:: The request ::
Please take the items from the first line of the items through the line with "M 43 128 L 44", swap "locker handle" for "door handle", and write out those lines again with nothing else changed.

Object outline annotations
####################

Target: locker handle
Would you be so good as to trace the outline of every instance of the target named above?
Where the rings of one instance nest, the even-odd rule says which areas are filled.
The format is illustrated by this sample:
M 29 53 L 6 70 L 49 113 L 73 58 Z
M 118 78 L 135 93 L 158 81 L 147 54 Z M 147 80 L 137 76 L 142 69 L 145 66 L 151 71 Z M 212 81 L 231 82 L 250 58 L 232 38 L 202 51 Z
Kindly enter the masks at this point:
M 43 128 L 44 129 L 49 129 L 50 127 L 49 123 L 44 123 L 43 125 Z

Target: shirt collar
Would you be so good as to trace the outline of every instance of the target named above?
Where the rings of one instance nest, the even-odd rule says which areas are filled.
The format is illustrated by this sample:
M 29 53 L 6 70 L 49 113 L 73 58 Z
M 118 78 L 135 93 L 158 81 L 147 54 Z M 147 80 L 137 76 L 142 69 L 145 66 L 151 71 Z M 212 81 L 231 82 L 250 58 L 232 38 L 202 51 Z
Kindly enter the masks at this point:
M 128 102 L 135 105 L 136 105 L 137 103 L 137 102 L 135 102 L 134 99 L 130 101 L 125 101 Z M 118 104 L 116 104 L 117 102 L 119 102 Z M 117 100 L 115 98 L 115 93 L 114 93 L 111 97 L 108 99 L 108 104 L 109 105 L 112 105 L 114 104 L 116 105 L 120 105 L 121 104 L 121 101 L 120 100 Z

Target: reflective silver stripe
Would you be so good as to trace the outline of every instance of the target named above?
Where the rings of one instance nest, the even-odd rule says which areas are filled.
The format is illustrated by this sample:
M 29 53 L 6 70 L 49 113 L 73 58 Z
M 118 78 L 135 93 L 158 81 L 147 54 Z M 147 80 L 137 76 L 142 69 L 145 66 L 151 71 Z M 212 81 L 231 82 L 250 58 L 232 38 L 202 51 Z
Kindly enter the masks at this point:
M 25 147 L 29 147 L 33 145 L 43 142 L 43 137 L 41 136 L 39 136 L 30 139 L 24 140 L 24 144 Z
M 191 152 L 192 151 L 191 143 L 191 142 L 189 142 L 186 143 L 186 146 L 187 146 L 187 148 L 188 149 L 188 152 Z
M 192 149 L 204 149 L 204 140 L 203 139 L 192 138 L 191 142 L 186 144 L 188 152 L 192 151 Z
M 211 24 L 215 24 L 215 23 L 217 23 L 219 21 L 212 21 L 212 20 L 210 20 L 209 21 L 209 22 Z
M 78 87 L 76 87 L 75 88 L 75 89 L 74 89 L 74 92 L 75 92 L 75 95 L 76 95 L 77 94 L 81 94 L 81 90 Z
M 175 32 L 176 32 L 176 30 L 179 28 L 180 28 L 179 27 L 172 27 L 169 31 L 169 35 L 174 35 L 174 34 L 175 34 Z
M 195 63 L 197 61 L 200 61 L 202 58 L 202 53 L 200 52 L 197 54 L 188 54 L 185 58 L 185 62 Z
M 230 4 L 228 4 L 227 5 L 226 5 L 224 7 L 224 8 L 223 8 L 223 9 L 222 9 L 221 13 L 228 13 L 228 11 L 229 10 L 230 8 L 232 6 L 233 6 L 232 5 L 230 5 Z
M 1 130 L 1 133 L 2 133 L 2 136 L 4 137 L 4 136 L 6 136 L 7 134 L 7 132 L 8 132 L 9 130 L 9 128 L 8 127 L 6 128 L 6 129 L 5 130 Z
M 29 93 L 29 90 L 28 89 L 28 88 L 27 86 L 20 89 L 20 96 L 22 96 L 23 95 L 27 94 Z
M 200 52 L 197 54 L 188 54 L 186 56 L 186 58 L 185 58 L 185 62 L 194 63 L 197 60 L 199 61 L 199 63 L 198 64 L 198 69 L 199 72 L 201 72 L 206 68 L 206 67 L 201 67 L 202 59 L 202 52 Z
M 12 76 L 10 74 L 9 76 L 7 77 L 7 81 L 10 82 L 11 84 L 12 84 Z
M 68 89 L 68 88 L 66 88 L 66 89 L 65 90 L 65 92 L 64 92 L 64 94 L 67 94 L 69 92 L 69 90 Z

####################

:: Solution below ::
Target: door handle
Would you be so good as to trace the outline of every instance of the target named above?
Where the rings of one instance nest, the even-odd rule says which areas are filled.
The format is illustrated by this sample:
M 29 53 L 6 70 L 49 113 L 73 58 Z
M 118 78 L 135 93 L 158 81 L 147 54 Z M 147 80 L 137 76 L 142 69 L 145 66 L 151 71 Z M 212 81 L 231 82 L 250 58 L 232 38 L 202 51 Z
Kindly enter the masks at this point:
M 43 128 L 44 129 L 49 129 L 50 127 L 49 123 L 44 123 L 43 125 Z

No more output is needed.